__Reading passage__
[BEGIN]
Where is “Enable IPv6” button in chrome://net-internals/dns?

Updated on September 1, 2017

I recently started to explore IPv6 and was curious to do few experiments in the latest Internet Protocol. During one such experiment, I had to setup a dual stack on my computer having both the IPv4 and IPv6 addresses and wanted a way to instruct web browsers to use only the specific protocol. For instance, I wanted my Google Chrome to use IPv6 protocol and Mozilla Firefox to use IPv4 protocol. Fortunately, there was a way to enable or disable IPv6 protocol in Mozilla firefox, but I couldn’t find a similar option in Google Chrome. In fact, I understand that the older versions (< 12.0.*) of Google Chrome had an option under chrome://net-internals/dns, where you’ll find a button to enable/disable IPv6. But where’s that “Enable IPv6” button in the recent versions of Chrome?
[END]
__Data section__
[BEGIN]
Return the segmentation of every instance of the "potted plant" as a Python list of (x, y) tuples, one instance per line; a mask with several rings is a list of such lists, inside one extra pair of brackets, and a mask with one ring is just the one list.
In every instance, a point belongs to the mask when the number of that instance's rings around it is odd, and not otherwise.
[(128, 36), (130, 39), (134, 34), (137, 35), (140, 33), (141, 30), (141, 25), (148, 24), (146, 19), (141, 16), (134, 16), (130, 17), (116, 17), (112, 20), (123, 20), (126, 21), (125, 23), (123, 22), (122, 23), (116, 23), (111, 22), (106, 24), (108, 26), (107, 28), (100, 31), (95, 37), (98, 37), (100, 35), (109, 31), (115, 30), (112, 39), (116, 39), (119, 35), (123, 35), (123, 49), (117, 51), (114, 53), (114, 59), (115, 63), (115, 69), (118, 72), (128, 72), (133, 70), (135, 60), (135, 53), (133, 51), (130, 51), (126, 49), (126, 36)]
[END]
__Goal of the exercise__
Pick up the post about the missing "Enable IPv6" button in Chrome and carry it on from its last sentence. The material plays no part in what comes next.

__Output for this exercise__
I’m using Google Chrome version 42.0.2311.90m, which doesn’t have “Enable IPv6” button under chrome://net-internals/dns and  I saw something like this “Default address family: UNSPECIFIED“, but older versions used to have “Default address family: ADDRESS_FAMILY_IPV4(IPv6 disabled) [Enable IPv6] button“.

Is this a bug? It doesn’t look like. I googled the issue for 1/2hr or so and finally understood (based on some forums) that Chrome supports IPv6 natively. Means, the latest version of Chrome chooses the protocol by itself and interestingly it prefers IPv6 over IPv4. So the user has no role to play here and hence no “Enable IPv6” button.

Also, if you look at the page of chrome://net-internals/dns (snapshot shown below), you will see a table displaying the active and expired entries of each website you had accessed. Interestingly, in each row, the column ‘Family’ has “UNSPECIFIED” and the ‘Addresses’ column has domain’s IPv6 addresses followed by IPv4 addresses.

Chrome ipv6 button missing
In Chrome version: 42.0.2311.90m

Probably, the browser gets the ordering from DNS response and if the IPv6 addresses are first, then communication happens over IPv6 protocol, else over IPv4. Well, that’s my assumption based on various forums. Do you have a different view? Let me know as comments below.

You can very well enable or disable IPv6 on Mozilla Firefox, here’s how you can do that.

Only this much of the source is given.